▶ **What you should do**
For the entries that follow, state how many lines include the word "stadium", giving the number and nothing else.

▶ **The data**
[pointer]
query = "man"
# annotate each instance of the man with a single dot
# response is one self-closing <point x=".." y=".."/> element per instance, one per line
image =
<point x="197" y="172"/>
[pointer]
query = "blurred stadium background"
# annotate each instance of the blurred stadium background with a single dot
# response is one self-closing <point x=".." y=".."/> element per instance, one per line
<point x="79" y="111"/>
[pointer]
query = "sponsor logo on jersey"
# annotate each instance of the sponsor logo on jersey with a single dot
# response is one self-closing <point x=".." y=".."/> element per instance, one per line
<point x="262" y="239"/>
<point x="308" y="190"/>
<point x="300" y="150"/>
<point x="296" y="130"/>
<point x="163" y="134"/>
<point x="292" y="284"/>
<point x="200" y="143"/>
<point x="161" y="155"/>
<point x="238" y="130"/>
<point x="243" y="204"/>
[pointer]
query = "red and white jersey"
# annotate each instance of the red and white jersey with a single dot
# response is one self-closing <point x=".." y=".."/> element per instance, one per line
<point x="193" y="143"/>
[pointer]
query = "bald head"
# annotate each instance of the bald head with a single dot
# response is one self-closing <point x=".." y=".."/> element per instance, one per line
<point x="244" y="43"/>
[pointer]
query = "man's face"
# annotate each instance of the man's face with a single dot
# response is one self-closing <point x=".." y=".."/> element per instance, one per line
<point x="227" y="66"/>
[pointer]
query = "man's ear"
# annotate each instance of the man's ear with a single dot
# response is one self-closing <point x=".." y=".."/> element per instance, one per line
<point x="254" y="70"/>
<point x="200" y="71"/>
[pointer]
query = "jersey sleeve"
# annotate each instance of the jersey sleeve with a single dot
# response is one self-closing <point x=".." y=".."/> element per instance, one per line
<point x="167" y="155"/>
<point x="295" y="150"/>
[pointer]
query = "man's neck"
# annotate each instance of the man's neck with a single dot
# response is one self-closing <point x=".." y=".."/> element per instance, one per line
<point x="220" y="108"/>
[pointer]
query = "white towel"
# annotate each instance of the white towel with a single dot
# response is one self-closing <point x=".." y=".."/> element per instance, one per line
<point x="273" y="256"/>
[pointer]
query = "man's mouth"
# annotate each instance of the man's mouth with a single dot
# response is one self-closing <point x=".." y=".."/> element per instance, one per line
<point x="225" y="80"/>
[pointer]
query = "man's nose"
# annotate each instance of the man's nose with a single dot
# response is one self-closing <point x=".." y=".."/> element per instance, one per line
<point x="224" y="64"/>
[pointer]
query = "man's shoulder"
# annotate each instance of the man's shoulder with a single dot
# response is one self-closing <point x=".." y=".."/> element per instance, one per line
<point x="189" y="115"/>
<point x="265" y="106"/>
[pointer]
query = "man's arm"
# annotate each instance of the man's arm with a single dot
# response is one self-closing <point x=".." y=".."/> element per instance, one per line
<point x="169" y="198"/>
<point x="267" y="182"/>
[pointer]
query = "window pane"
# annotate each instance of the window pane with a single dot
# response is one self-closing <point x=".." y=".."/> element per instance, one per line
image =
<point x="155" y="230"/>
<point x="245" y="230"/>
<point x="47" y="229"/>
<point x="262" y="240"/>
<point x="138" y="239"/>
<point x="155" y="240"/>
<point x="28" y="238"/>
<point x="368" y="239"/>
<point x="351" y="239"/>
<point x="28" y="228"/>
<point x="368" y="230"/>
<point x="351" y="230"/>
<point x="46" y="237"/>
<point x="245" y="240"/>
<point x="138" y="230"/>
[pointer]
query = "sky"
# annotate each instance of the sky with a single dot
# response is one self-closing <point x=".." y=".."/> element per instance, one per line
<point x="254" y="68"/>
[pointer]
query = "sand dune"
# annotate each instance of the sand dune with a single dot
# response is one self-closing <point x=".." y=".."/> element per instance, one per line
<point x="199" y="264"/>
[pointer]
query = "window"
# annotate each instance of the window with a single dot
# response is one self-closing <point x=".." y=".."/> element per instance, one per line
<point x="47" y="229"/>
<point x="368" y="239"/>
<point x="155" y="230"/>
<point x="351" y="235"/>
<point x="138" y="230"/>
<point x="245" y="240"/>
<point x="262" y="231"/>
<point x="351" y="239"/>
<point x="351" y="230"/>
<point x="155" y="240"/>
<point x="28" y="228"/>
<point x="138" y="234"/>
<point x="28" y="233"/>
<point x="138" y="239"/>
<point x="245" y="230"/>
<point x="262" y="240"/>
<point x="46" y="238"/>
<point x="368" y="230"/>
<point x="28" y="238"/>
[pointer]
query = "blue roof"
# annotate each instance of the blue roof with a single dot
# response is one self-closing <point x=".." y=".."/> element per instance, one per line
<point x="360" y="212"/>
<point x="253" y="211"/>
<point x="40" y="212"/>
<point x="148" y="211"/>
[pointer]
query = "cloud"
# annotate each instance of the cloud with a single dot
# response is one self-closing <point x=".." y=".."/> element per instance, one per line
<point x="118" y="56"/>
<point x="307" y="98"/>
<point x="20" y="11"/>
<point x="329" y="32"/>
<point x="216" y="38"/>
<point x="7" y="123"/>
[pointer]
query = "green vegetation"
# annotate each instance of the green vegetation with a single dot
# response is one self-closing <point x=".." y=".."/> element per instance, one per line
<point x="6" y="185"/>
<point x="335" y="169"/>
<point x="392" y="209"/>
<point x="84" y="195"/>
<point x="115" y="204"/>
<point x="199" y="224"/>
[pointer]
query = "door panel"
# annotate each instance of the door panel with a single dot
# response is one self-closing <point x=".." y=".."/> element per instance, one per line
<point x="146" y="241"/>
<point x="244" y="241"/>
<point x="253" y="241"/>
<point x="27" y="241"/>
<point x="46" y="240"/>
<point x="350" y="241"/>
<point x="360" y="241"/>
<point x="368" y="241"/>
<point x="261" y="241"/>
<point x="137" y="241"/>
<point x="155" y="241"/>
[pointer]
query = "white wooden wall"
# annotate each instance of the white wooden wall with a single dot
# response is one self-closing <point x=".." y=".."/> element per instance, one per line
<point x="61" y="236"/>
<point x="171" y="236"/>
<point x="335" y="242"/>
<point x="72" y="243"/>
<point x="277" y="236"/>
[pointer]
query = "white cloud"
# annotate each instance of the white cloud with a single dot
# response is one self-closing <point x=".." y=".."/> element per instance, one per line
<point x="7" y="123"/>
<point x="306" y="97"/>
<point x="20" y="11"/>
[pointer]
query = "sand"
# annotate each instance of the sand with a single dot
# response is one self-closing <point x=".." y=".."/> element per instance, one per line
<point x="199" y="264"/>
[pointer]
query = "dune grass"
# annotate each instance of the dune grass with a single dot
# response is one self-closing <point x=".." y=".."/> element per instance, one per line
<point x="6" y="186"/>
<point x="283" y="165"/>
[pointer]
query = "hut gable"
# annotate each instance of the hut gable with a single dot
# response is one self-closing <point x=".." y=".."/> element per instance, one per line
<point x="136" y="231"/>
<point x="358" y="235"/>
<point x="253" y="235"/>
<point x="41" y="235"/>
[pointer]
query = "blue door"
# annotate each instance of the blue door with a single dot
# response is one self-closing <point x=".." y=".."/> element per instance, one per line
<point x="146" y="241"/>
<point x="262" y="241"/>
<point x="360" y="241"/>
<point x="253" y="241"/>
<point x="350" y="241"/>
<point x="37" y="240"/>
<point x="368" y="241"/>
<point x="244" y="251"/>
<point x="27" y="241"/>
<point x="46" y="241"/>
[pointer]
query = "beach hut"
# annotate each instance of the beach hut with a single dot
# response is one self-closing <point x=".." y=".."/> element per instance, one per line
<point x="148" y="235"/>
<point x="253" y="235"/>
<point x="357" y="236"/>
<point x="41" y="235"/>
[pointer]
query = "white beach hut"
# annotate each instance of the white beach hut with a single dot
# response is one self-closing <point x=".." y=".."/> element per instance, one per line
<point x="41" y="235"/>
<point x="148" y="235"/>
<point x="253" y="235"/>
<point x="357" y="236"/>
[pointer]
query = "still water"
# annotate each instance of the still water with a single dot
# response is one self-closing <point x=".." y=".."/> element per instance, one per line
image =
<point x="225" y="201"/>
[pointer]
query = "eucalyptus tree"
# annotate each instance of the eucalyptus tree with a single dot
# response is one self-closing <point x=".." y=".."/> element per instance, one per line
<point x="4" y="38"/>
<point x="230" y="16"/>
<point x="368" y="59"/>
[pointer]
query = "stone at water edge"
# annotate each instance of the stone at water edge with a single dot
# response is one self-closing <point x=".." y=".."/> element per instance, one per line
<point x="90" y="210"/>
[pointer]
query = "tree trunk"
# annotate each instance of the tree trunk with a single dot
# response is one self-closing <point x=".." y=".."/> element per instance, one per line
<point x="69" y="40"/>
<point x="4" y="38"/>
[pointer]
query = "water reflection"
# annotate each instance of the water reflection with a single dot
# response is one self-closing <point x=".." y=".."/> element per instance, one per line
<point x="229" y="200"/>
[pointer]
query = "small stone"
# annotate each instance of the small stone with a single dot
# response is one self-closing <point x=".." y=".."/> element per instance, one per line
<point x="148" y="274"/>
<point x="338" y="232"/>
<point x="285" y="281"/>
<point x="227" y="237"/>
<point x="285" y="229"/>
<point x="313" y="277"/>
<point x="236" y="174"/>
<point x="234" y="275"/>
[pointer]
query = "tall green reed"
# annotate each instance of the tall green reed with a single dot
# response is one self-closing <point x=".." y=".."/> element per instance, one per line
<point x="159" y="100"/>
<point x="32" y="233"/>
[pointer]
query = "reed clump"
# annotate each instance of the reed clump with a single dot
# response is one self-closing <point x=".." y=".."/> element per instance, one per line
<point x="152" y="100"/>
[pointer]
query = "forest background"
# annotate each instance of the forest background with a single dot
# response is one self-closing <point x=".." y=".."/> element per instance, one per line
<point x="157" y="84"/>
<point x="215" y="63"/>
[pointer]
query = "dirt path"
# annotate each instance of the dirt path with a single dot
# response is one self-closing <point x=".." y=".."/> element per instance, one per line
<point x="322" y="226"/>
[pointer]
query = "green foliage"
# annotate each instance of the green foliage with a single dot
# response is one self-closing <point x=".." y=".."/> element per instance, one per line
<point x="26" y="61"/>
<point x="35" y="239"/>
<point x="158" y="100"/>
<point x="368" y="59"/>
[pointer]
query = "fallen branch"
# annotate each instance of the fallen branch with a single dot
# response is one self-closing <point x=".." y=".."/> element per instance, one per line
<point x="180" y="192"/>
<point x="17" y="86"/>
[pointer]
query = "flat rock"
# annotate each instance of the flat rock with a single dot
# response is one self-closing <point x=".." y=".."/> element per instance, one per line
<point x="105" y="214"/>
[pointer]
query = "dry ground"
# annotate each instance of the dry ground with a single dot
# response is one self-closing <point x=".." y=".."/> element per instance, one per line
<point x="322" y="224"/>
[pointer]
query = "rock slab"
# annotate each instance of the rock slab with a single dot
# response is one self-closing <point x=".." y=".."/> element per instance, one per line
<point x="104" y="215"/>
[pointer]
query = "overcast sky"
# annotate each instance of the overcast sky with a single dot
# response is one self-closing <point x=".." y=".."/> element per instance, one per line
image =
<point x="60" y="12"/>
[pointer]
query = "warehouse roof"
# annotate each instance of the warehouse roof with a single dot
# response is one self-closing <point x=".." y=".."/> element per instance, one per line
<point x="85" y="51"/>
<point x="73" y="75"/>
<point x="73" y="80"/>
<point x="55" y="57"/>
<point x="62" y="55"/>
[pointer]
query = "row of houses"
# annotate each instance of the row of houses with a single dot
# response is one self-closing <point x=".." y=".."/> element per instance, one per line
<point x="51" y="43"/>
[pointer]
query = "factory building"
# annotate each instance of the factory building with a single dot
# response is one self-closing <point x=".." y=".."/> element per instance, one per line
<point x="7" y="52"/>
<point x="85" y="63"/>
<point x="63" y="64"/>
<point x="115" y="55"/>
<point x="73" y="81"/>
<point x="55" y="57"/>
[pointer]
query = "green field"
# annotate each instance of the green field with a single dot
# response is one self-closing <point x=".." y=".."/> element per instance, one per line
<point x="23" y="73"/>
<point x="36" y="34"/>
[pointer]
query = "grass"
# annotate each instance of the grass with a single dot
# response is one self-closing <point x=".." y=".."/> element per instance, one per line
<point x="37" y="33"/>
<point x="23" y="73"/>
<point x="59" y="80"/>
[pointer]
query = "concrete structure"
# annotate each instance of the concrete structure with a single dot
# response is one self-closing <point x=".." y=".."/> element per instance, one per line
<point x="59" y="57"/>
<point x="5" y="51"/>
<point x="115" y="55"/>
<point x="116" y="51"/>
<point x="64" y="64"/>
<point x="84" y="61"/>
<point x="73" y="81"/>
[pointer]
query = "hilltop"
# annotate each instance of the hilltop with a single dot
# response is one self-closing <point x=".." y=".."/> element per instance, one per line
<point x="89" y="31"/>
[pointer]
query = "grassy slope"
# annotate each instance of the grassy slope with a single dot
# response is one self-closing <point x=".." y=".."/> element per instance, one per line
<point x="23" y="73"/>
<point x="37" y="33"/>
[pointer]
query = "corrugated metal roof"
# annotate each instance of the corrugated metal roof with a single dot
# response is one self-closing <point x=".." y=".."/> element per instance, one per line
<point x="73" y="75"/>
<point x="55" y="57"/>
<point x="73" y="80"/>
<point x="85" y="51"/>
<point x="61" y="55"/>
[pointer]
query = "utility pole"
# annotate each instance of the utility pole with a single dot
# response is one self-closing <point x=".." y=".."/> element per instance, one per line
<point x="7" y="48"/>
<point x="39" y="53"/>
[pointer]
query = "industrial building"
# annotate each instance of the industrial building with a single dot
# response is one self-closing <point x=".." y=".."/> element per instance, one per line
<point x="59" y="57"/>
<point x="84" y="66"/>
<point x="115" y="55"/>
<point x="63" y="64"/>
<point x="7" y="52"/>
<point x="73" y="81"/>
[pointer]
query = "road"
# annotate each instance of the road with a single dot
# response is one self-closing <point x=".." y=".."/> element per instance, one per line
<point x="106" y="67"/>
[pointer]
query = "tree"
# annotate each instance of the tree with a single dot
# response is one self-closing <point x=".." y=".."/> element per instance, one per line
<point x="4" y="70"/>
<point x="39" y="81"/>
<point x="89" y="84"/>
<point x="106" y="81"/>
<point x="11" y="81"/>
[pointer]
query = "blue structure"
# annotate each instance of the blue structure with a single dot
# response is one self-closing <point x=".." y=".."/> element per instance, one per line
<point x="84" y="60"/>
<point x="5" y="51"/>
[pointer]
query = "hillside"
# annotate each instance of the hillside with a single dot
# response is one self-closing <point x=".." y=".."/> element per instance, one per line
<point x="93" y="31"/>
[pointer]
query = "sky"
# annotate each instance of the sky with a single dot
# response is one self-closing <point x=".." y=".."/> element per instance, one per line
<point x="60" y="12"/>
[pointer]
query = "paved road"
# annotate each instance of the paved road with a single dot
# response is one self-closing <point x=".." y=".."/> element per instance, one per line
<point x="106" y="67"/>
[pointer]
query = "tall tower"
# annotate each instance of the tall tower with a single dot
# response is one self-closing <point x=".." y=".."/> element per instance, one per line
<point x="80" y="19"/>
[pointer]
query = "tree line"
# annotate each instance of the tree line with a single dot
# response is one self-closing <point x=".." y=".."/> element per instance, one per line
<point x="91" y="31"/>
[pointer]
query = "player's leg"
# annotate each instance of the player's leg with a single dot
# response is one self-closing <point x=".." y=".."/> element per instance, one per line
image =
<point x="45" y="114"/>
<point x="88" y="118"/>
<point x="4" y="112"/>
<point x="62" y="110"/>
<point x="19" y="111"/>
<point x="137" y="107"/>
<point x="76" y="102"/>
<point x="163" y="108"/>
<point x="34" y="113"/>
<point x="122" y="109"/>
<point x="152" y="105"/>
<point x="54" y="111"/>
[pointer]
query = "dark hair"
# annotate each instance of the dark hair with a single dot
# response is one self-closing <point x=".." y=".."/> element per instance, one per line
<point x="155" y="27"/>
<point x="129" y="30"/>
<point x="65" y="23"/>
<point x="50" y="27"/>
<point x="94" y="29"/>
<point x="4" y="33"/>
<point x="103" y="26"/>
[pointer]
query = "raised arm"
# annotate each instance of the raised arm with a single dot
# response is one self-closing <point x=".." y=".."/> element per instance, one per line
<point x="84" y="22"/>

▶ **Solution to this task**
2